= Requirement =
Retype all of the items below, keeping every line unchanged.

— Start of Data —

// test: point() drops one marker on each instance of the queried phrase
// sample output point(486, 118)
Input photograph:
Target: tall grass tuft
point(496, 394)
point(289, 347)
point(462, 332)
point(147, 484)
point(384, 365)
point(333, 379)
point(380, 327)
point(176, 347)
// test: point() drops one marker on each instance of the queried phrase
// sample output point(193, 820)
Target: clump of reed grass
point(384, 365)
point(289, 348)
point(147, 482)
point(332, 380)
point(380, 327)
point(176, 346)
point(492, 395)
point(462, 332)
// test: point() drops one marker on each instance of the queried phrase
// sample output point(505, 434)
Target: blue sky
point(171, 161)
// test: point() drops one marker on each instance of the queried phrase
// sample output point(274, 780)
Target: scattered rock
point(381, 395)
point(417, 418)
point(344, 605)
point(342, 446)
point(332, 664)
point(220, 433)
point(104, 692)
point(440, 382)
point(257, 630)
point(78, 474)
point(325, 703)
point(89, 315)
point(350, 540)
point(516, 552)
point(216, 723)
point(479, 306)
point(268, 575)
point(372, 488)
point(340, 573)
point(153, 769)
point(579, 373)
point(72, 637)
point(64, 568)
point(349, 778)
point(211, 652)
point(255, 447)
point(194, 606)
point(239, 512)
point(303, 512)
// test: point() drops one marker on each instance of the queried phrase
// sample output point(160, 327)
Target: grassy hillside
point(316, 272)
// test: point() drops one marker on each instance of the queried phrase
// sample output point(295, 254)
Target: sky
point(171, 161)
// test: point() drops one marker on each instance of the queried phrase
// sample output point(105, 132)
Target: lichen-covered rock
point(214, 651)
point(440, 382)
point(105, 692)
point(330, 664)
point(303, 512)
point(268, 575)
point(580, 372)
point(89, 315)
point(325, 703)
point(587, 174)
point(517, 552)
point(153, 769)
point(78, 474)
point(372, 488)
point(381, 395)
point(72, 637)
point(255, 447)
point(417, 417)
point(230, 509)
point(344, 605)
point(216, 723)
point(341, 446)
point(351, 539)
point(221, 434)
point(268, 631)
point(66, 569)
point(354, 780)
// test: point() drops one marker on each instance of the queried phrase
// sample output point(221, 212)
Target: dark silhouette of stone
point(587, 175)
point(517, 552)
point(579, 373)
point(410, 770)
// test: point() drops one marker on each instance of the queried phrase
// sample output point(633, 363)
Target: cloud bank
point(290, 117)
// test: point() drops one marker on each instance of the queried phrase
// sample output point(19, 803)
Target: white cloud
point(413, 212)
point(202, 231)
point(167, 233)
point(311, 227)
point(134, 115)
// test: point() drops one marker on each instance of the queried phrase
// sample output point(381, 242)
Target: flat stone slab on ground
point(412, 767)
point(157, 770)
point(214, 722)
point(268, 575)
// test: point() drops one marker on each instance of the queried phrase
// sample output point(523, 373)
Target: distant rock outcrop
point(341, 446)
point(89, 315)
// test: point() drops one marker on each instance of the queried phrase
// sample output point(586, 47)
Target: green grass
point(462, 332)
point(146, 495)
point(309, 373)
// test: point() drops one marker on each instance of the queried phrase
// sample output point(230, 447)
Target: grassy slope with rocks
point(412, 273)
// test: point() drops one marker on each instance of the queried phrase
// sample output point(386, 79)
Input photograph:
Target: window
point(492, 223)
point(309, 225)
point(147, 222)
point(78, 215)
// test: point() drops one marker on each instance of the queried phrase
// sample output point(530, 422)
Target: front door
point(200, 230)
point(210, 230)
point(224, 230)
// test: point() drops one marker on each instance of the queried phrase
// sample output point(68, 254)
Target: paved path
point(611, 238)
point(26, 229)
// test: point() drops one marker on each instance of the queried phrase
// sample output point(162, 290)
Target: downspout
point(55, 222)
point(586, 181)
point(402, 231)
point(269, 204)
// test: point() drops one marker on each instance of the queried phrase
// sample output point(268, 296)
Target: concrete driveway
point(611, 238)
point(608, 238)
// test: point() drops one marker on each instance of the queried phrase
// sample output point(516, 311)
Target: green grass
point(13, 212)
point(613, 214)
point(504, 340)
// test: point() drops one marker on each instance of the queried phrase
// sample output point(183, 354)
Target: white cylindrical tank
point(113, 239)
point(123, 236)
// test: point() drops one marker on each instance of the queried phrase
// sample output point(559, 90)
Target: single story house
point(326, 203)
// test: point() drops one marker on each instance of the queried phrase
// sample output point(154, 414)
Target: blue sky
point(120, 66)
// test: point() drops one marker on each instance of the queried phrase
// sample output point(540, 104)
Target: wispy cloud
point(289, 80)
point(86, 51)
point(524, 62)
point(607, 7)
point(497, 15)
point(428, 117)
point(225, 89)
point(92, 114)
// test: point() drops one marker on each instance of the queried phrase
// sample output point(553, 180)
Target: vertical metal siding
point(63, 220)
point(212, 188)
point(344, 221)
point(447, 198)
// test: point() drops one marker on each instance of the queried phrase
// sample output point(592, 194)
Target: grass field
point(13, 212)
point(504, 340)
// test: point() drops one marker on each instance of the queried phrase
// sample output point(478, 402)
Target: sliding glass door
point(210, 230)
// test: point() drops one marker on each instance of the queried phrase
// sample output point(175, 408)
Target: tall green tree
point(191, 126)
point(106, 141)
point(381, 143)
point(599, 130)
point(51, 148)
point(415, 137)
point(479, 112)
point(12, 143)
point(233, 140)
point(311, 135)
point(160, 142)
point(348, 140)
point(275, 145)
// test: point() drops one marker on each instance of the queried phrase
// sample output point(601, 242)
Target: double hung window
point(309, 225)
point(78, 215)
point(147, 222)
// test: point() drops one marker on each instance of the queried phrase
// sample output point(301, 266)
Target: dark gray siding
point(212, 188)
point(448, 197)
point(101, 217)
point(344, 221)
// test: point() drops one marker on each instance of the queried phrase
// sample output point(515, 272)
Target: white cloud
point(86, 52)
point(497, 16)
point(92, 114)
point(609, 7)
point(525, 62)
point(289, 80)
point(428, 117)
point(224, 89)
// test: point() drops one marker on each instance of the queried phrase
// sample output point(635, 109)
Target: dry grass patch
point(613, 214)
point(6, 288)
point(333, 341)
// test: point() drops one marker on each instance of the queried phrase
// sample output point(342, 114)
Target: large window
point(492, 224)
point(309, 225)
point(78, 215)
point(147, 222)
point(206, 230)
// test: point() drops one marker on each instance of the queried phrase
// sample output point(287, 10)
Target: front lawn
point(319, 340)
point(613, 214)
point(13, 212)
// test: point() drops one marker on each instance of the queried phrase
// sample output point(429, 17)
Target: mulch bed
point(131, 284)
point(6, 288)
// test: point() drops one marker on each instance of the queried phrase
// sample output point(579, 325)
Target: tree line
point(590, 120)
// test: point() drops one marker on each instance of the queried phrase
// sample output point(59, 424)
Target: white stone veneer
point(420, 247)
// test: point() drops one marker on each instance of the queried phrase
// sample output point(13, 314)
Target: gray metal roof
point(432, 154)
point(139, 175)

— End of Data —

= Output =
// test: point() drops one marker on each instance of the queried phrase
// sample output point(486, 118)
Input photograph:
Target: tall grass tuft
point(496, 394)
point(289, 347)
point(462, 332)
point(147, 484)
point(384, 365)
point(333, 379)
point(380, 327)
point(176, 347)
// test: point() drops one marker on each instance of the queried phrase
// sample output point(193, 820)
Target: clump of reed grass
point(384, 365)
point(289, 348)
point(147, 482)
point(332, 380)
point(380, 327)
point(176, 346)
point(492, 395)
point(462, 332)
// test: point() drops one marker on each instance of the queried phrase
// sample output point(505, 434)
Target: blue sky
point(171, 161)
// test: point() drops one marker on each instance of the queried phrase
// sample output point(274, 780)
Target: scattered rock
point(381, 395)
point(417, 418)
point(344, 605)
point(342, 446)
point(332, 664)
point(220, 433)
point(104, 692)
point(440, 382)
point(257, 630)
point(78, 474)
point(325, 703)
point(89, 315)
point(350, 540)
point(516, 552)
point(216, 723)
point(479, 306)
point(268, 575)
point(372, 488)
point(340, 573)
point(153, 769)
point(579, 373)
point(72, 637)
point(64, 568)
point(349, 778)
point(211, 652)
point(255, 447)
point(194, 606)
point(239, 512)
point(303, 512)
// test: point() drops one marker on each instance of the queried phrase
// sample output point(160, 327)
Target: grassy hillside
point(316, 272)
// test: point() drops one marker on each instance of the queried phrase
// sample output point(295, 254)
Target: sky
point(171, 161)
// test: point() drops one marker on each instance of the queried phrase
// sample output point(105, 132)
Target: lichen-covered rock
point(214, 651)
point(440, 382)
point(105, 692)
point(330, 664)
point(303, 512)
point(268, 575)
point(580, 372)
point(89, 315)
point(325, 703)
point(587, 174)
point(517, 552)
point(153, 769)
point(78, 474)
point(372, 488)
point(381, 395)
point(72, 637)
point(255, 447)
point(417, 417)
point(230, 509)
point(344, 605)
point(216, 723)
point(341, 446)
point(351, 539)
point(221, 434)
point(268, 631)
point(66, 569)
point(354, 780)
// test: point() drops one marker on each instance of the queried phrase
// sample output point(221, 212)
Target: dark silhouette of stone
point(587, 175)
point(517, 552)
point(579, 373)
point(410, 770)
// test: point() drops one marker on each instance of the queried phrase
// sample output point(633, 363)
Target: cloud bank
point(290, 117)
// test: point() drops one marker on each instance of the queried phrase
// sample output point(19, 803)
Target: white cloud
point(413, 212)
point(202, 231)
point(167, 233)
point(311, 227)
point(134, 115)
// test: point() drops one marker on each instance of the queried phrase
// sample output point(381, 242)
Target: flat stone slab on ground
point(412, 767)
point(157, 770)
point(214, 722)
point(268, 575)
// test: point() drops one marker on each instance of the queried phrase
// sample output point(523, 373)
Target: distant rock outcrop
point(341, 446)
point(89, 315)
// test: point() drops one marker on each instance of the queried phrase
// sample output point(586, 47)
Target: green grass
point(462, 332)
point(146, 495)
point(309, 373)
// test: point() drops one marker on each instance of the queried phrase
// sample output point(230, 447)
Target: grassy slope with rocks
point(412, 273)
// test: point() drops one marker on each instance of the queried phrase
// sample output point(386, 79)
Input photograph:
Target: window
point(492, 223)
point(309, 225)
point(147, 222)
point(78, 215)
// test: point() drops one marker on each instance of the queried phrase
// sample output point(530, 422)
Target: front door
point(200, 230)
point(210, 230)
point(224, 230)
// test: point() drops one marker on each instance of the queried phrase
// sample output point(68, 254)
Target: paved path
point(611, 238)
point(26, 229)
// test: point() drops one marker on each instance of the queried phrase
// sample output point(162, 290)
Target: downspout
point(55, 222)
point(586, 181)
point(402, 231)
point(269, 204)
// test: point() drops one marker on each instance of the queried phrase
// sample output point(268, 296)
Target: concrete driveway
point(611, 238)
point(608, 238)
// test: point() drops one marker on each instance of the queried phrase
// sample output point(516, 311)
Target: green grass
point(13, 212)
point(613, 214)
point(504, 340)
// test: point() drops one marker on each instance of the queried phrase
// sample output point(183, 354)
Target: white cylindrical tank
point(113, 239)
point(123, 236)
// test: point() drops one marker on each instance of the queried phrase
// sample output point(559, 90)
Target: single story house
point(326, 203)
// test: point() drops one marker on each instance of the queried phrase
// sample output point(154, 414)
Target: blue sky
point(120, 66)
// test: point() drops one marker on each instance of the queried phrase
// sample output point(540, 104)
Target: wispy cloud
point(289, 80)
point(86, 51)
point(524, 62)
point(607, 7)
point(497, 15)
point(428, 117)
point(225, 89)
point(92, 114)
// test: point() drops one marker on each instance of the queried phrase
// sample output point(553, 180)
Target: vertical metal siding
point(63, 220)
point(212, 188)
point(344, 221)
point(447, 198)
// test: point() drops one marker on each instance of the queried phrase
// sample output point(592, 194)
Target: grass field
point(13, 212)
point(504, 340)
// test: point() drops one marker on each instance of the queried phrase
// sample output point(478, 402)
Target: sliding glass door
point(210, 230)
// test: point() drops one marker on each instance of the queried phrase
// sample output point(175, 408)
Target: tall green tree
point(191, 126)
point(106, 141)
point(381, 143)
point(599, 130)
point(51, 148)
point(415, 137)
point(479, 112)
point(12, 143)
point(233, 140)
point(311, 135)
point(160, 142)
point(348, 140)
point(275, 145)
// test: point() drops one marker on each instance of the queried phrase
// sample output point(601, 242)
Target: double hung window
point(309, 225)
point(78, 215)
point(147, 222)
// test: point() drops one marker on each instance of the queried phrase
// sample output point(301, 266)
Target: dark gray siding
point(212, 188)
point(448, 197)
point(101, 217)
point(344, 221)
// test: point() drops one marker on each instance of the queried phrase
// sample output point(515, 272)
Target: white cloud
point(86, 52)
point(497, 16)
point(92, 114)
point(609, 7)
point(525, 62)
point(289, 80)
point(428, 117)
point(224, 89)
// test: point() drops one marker on each instance of the queried phrase
// sample output point(635, 109)
Target: dry grass patch
point(613, 214)
point(6, 288)
point(333, 341)
// test: point() drops one marker on each instance of the queried phrase
// sample output point(342, 114)
Target: large window
point(492, 224)
point(309, 225)
point(78, 215)
point(147, 222)
point(206, 230)
// test: point() drops one marker on each instance of the queried phrase
// sample output point(287, 10)
Target: front lawn
point(319, 340)
point(613, 214)
point(13, 212)
// test: point() drops one marker on each instance of the queried phrase
// sample output point(429, 17)
Target: mulch bed
point(131, 284)
point(6, 288)
// test: point() drops one marker on each instance of the queried phrase
// sample output point(579, 325)
Target: tree line
point(590, 120)
// test: point() drops one marker on each instance of the queried phrase
// sample output point(59, 424)
Target: white stone veneer
point(420, 247)
// test: point() drops one marker on each instance of the queried phrase
// sample output point(13, 314)
Target: gray metal roof
point(432, 154)
point(139, 175)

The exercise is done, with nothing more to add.